- Written request: Every record that follows should be printed verbatim.

- Supplied records:
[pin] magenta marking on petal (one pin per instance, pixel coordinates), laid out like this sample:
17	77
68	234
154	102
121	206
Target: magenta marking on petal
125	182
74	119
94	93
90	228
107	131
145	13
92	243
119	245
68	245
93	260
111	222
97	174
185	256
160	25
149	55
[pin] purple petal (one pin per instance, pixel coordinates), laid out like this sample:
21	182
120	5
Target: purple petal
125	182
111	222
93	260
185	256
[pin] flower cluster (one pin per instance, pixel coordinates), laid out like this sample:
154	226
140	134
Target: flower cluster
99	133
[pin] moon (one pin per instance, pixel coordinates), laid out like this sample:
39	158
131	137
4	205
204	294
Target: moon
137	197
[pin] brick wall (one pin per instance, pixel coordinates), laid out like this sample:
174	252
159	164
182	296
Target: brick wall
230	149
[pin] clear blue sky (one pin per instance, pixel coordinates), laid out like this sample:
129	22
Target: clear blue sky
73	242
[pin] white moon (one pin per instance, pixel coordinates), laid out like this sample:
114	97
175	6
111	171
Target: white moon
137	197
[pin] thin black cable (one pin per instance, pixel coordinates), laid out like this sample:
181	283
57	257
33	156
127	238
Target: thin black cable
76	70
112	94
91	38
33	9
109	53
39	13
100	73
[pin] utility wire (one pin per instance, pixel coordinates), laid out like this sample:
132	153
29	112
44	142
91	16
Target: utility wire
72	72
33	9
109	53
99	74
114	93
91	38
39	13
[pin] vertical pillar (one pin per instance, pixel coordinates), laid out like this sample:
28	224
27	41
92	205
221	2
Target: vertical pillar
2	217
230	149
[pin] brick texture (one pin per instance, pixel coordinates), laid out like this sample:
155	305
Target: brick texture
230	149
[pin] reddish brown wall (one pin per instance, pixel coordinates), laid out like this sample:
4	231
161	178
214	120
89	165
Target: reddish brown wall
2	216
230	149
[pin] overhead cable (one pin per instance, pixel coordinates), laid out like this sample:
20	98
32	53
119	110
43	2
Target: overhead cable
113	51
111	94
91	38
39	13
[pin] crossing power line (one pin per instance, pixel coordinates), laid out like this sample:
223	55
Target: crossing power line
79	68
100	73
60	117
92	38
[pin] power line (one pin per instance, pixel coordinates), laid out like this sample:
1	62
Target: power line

- Final result:
[pin] magenta marking on petal (one pin per instance, pixel coordinates), laid out like this sample:
17	77
68	234
154	102
121	206
Target: magenta marking on petal
125	182
74	119
94	93
90	228
107	131
145	13
92	243
119	245
68	245
93	260
111	222
97	174
185	256
160	25
149	55
[pin] purple petal (one pin per instance, pixel coordinates), laid out like this sample:
21	182
120	5
Target: purple petal
125	182
111	222
93	260
185	256
[pin] flower cluster (one pin per instance, pixel coordinates), laid out like this sample:
154	226
140	134
Target: flower cluster
99	133
[pin] moon (one pin per instance, pixel coordinates), laid out like this sample:
39	158
131	137
4	205
204	294
Target: moon
137	197
[pin] brick wall (one pin per instance, pixel coordinates), laid out like this sample:
174	252
159	164
182	296
Target: brick wall
230	149
[pin] clear blue sky (one pin per instance, pixel coordinates), laid out like this sample:
129	22
Target: clear blue sky
73	242
[pin] white moon (one pin per instance, pixel coordinates), laid out like this sample:
114	97
175	6
111	171
Target: white moon
137	197
[pin] thin black cable (one pin per instance, pixel coordinates), laid out like this sample:
181	283
57	257
33	156
127	238
Target: thin black cable
76	70
112	94
91	38
33	9
109	53
39	13
100	73
[pin] utility wire (one pin per instance, pixel coordinates), laid out like this sample:
132	153
29	112
44	142
91	16
Target: utility wire
72	72
33	9
109	53
99	74
114	93
91	38
39	13
[pin] vertical pillar (one pin per instance, pixel coordinates), laid out like this sample:
28	224
27	41
92	205
221	2
Target: vertical pillar
2	217
230	149
[pin] brick texture (one pin per instance, pixel coordinates), laid out like this sample:
155	305
Target: brick texture
230	149
[pin] reddish brown wall (one pin per instance, pixel coordinates), laid out like this sample:
4	231
161	178
214	120
89	165
Target: reddish brown wall
2	216
230	149
[pin] overhead cable (one pin per instance, pixel coordinates), laid out like this sample:
20	98
32	53
119	110
43	2
Target: overhead cable
113	51
111	94
91	38
39	13
[pin] crossing power line (one pin per instance, pixel coordinates), laid out like this sample:
223	55
Target: crossing power line
79	68
100	73
60	117
92	38
[pin] power line (one pin per instance, pixel coordinates), laid out like this sample:
1	62
Target: power line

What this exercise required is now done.